INSTRUCTIONS FOR THE TASK
Show, in full, each line of the records below that contains the word "raised".

GIVEN DATA
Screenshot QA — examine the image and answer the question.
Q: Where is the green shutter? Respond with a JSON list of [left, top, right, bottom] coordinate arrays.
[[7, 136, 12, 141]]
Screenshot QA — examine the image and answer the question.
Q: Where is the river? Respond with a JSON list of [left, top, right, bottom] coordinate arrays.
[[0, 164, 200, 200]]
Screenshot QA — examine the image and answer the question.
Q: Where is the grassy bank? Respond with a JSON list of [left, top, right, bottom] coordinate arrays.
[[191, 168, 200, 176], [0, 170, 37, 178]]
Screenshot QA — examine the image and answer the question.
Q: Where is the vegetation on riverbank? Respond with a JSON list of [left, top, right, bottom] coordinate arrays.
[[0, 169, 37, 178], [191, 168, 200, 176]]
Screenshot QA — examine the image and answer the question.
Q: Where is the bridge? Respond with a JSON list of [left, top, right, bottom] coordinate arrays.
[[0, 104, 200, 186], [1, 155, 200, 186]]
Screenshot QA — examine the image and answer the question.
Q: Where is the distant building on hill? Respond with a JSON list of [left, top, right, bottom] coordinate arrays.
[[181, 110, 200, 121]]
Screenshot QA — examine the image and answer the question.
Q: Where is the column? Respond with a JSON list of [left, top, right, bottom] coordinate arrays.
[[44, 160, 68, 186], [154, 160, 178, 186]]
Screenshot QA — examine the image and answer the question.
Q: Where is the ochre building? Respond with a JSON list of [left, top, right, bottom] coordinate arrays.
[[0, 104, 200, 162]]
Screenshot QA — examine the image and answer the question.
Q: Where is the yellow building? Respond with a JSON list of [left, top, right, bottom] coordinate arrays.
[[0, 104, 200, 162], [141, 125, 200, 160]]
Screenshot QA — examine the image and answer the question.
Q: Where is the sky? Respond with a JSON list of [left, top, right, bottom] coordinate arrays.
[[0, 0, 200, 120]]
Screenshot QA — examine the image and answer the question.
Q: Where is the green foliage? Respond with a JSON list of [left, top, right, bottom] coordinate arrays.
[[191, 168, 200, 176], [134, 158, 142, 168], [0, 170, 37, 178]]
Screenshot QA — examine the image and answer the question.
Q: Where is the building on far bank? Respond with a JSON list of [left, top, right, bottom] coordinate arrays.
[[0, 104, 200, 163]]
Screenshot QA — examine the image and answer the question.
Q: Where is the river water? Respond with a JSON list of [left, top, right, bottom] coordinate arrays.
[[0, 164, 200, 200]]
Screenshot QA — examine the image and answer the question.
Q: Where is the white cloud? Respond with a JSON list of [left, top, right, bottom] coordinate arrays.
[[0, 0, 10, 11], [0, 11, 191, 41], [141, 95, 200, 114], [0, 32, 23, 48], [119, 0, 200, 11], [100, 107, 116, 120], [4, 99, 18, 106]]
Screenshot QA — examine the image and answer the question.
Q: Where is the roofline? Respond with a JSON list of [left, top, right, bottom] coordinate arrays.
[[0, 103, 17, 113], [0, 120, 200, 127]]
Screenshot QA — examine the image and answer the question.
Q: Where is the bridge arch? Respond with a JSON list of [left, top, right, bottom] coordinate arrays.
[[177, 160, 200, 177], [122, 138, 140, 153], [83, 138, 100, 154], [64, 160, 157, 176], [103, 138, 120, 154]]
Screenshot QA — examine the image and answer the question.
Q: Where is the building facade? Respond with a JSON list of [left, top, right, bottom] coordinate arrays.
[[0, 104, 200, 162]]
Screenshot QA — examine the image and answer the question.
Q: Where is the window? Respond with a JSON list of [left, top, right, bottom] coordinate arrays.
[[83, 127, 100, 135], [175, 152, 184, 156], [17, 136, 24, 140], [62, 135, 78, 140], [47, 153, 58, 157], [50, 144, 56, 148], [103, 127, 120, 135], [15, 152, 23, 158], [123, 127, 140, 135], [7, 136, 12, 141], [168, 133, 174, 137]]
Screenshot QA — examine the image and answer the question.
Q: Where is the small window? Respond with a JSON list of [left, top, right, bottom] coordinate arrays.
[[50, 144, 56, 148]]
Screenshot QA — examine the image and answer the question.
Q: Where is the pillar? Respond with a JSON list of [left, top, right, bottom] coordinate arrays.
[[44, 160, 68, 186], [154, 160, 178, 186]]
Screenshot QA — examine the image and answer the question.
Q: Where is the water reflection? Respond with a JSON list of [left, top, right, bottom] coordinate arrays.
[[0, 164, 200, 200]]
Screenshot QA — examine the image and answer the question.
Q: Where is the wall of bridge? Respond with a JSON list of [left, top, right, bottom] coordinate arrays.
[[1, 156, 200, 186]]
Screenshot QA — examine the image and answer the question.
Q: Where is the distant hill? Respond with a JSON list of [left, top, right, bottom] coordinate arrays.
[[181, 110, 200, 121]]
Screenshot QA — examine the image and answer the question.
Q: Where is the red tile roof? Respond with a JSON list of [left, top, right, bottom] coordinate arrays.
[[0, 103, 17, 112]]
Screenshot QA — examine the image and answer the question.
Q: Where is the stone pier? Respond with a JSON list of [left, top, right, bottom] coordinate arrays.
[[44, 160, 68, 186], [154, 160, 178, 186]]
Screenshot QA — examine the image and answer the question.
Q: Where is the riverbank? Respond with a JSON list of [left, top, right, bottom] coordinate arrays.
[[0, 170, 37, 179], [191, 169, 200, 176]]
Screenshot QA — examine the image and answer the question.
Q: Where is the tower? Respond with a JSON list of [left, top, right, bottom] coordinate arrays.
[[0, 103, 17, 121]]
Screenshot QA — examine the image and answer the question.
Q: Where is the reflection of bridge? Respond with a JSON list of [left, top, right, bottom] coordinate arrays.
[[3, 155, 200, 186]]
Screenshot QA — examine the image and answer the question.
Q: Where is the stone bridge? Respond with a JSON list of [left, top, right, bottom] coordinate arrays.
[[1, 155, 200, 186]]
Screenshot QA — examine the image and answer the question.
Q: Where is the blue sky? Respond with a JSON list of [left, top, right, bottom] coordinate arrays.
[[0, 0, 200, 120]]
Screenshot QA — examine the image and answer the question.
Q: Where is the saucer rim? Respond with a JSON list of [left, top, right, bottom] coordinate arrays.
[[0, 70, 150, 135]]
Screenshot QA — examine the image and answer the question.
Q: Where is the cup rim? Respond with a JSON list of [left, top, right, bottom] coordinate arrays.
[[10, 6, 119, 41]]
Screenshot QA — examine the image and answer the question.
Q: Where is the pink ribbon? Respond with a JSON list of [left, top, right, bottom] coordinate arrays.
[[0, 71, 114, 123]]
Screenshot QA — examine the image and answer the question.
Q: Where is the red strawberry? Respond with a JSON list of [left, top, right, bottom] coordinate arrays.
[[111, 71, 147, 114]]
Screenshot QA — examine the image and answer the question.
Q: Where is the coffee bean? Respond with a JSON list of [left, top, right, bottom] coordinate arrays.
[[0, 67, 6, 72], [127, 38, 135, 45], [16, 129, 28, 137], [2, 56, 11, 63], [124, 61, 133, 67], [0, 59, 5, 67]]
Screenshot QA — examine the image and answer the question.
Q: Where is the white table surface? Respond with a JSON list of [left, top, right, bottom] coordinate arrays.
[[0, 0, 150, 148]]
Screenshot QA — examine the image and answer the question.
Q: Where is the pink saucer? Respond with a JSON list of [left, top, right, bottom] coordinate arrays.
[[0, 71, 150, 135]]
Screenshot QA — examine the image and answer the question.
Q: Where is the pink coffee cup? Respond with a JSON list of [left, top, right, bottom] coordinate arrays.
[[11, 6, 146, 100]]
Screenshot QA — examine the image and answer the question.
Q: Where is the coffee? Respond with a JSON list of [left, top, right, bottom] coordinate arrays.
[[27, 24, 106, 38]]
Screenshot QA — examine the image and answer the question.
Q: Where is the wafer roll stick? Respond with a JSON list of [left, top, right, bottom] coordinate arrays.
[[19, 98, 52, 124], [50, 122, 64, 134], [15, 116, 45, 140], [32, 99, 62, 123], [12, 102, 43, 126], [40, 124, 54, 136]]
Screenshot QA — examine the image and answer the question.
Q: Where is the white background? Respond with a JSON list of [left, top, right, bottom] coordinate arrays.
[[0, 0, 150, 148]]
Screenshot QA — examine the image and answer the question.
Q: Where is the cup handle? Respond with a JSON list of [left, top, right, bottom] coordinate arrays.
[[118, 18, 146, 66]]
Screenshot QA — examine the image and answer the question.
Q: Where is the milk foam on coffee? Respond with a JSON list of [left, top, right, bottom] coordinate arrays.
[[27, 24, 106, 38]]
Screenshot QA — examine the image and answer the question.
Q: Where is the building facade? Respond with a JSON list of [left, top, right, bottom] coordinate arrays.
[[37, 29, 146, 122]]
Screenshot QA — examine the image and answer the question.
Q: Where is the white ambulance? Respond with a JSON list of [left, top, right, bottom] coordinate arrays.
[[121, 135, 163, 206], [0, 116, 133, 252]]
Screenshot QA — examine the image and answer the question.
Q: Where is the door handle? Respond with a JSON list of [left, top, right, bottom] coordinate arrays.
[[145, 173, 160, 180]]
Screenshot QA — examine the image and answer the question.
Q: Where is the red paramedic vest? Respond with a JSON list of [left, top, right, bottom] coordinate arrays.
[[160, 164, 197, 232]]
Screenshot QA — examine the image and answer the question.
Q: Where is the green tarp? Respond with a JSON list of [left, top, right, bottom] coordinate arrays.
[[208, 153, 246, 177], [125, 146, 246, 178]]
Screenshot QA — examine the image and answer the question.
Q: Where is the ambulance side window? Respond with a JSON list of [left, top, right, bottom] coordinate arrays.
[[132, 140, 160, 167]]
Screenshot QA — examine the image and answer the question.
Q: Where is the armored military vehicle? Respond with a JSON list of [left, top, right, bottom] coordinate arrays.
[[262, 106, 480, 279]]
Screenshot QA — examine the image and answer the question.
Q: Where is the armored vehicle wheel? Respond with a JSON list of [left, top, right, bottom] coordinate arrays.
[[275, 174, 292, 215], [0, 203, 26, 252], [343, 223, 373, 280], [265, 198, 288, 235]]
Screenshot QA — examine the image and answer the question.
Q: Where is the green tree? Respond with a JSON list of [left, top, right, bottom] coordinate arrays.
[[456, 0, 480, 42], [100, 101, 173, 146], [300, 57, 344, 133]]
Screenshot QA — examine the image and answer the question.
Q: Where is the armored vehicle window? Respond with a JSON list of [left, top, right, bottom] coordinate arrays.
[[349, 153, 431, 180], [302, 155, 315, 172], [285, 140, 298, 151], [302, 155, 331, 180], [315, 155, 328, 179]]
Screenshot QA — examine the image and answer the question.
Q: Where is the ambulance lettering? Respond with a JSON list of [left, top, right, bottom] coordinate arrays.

==

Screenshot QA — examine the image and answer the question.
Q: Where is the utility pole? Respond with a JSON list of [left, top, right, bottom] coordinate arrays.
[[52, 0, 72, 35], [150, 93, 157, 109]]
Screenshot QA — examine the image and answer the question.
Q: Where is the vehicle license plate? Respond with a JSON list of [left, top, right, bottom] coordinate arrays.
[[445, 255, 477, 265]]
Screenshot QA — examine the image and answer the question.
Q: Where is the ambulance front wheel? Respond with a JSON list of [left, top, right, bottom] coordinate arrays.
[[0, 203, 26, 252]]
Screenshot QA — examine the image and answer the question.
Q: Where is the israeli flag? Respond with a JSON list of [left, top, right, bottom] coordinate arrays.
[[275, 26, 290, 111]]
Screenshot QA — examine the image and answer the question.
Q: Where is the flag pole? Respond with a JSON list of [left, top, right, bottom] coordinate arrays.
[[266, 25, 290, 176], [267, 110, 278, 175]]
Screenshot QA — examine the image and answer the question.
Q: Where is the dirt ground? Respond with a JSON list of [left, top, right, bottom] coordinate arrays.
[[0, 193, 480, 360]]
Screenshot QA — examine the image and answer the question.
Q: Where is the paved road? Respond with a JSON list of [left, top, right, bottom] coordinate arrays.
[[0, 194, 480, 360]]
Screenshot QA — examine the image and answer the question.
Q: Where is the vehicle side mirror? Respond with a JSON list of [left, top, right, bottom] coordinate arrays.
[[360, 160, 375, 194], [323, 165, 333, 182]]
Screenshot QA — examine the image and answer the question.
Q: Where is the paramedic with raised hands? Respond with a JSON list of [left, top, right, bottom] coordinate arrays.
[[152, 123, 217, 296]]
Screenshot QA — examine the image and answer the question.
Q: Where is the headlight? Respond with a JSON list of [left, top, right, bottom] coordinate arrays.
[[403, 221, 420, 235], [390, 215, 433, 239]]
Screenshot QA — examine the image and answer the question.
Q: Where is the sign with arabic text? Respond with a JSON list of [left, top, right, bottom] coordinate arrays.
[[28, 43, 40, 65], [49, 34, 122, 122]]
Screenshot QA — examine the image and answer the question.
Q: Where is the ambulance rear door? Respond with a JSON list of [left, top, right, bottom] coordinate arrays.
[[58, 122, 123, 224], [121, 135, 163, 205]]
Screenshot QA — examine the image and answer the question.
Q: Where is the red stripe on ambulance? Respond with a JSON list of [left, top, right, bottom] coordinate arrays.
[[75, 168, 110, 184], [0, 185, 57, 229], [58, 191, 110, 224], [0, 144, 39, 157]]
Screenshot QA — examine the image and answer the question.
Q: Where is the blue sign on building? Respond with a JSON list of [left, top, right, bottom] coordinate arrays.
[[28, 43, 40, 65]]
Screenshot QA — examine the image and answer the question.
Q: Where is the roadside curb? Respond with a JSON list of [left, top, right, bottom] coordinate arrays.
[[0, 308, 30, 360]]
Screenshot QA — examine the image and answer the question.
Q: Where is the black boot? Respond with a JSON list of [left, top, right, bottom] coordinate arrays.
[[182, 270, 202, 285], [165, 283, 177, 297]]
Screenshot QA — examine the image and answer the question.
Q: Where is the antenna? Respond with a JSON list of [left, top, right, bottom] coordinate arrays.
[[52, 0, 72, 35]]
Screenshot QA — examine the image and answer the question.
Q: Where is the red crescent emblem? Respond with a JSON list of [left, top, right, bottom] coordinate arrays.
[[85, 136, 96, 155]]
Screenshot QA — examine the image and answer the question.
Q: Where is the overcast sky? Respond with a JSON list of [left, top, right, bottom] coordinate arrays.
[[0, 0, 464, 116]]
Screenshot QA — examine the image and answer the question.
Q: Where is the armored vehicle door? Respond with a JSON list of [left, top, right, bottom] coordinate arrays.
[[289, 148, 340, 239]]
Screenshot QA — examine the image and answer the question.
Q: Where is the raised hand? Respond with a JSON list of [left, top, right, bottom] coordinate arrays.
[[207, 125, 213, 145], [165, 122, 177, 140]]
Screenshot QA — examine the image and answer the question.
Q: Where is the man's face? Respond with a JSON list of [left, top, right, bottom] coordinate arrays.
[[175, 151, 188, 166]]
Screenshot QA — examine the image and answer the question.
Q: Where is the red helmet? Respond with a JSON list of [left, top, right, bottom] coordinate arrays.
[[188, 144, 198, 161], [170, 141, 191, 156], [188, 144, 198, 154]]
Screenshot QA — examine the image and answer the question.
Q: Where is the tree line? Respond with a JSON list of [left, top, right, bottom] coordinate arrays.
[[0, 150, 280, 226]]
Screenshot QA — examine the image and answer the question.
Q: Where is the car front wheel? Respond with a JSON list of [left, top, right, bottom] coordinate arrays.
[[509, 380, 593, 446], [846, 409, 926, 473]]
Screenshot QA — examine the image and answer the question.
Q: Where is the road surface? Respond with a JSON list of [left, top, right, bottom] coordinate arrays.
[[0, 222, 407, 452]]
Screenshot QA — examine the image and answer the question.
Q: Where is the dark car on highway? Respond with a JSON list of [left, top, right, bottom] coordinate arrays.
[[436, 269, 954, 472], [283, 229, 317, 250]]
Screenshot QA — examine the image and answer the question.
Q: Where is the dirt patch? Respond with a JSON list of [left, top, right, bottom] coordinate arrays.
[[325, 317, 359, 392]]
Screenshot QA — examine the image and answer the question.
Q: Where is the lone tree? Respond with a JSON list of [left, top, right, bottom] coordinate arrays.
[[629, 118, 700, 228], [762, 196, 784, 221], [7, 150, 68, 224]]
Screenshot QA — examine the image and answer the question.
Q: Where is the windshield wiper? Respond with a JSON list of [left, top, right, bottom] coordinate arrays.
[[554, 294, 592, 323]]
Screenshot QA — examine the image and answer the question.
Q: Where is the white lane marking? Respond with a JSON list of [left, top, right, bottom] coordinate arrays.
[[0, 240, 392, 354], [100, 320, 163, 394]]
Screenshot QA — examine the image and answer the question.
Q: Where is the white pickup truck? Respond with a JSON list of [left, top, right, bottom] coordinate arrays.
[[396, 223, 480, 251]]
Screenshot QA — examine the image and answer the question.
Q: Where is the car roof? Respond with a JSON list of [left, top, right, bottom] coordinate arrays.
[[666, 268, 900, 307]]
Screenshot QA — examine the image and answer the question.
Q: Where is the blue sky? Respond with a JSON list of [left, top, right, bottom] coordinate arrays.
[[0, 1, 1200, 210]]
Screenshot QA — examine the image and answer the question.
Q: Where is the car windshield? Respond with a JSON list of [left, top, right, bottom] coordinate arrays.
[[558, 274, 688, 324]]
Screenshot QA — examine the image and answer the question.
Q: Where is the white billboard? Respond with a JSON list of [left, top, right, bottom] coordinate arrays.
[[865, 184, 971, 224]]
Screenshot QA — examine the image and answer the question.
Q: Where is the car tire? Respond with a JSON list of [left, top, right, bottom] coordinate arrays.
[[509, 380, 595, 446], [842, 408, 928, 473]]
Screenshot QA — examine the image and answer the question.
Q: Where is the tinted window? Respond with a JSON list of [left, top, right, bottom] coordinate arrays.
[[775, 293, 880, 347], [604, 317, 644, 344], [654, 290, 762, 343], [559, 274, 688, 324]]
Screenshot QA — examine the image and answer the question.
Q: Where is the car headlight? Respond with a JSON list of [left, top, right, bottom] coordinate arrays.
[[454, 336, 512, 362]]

==

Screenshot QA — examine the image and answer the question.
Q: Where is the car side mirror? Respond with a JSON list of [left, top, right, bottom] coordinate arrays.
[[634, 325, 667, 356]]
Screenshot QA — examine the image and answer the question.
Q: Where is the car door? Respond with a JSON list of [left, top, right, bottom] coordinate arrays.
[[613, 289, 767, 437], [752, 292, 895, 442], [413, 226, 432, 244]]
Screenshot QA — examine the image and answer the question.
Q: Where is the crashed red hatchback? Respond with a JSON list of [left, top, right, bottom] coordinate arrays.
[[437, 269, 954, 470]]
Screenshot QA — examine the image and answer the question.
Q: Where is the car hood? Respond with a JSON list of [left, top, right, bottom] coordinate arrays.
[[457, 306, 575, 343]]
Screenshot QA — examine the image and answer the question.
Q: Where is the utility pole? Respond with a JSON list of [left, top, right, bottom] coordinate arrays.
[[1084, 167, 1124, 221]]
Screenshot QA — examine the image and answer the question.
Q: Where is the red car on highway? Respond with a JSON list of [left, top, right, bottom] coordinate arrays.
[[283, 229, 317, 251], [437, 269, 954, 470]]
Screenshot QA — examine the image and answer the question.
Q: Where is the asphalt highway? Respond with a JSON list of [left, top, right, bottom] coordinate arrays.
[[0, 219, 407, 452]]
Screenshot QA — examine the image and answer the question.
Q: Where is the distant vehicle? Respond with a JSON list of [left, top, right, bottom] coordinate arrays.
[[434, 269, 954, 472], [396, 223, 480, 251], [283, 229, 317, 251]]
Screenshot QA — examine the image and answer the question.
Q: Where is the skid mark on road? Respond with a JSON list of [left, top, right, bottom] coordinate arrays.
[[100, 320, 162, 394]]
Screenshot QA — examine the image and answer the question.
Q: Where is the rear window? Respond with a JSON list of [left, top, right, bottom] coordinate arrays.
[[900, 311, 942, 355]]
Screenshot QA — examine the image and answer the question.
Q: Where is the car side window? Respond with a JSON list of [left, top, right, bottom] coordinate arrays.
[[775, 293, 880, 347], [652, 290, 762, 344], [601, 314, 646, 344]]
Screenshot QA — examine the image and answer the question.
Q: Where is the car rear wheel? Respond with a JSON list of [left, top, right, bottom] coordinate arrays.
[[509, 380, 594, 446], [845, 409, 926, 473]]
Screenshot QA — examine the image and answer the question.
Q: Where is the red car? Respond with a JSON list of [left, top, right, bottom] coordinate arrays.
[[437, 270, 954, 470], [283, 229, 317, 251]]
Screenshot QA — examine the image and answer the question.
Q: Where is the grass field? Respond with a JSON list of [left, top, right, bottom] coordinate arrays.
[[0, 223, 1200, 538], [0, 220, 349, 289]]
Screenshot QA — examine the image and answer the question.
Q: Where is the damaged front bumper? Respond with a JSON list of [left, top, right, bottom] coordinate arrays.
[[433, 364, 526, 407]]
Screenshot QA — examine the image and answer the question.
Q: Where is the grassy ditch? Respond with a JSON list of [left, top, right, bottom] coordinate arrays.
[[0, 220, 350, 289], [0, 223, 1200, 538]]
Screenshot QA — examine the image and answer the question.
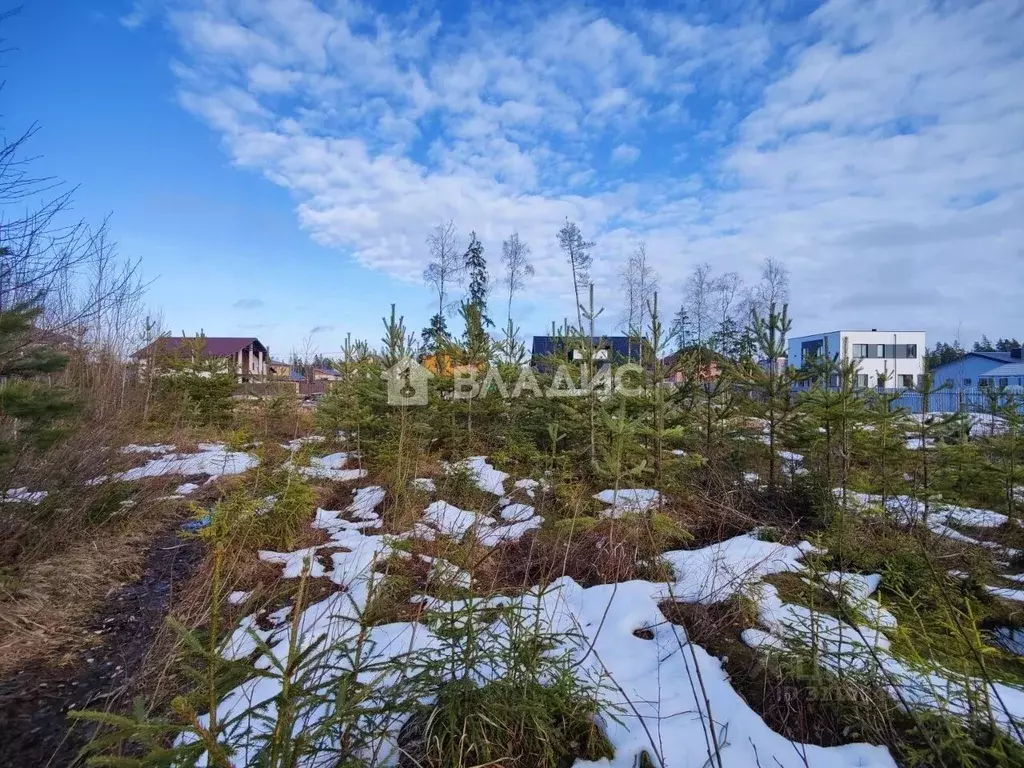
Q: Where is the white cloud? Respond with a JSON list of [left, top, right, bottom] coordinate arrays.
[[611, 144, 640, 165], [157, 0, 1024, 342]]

TASK SOLUTION
Q: Where is the paramedic with raised hands? Respond with a JSON list of [left, top, right, bottom] coordinate arrays.
Q: Where is the raised hand? Respond with a JSON list of [left, top, right, bottom] coordinate arrays.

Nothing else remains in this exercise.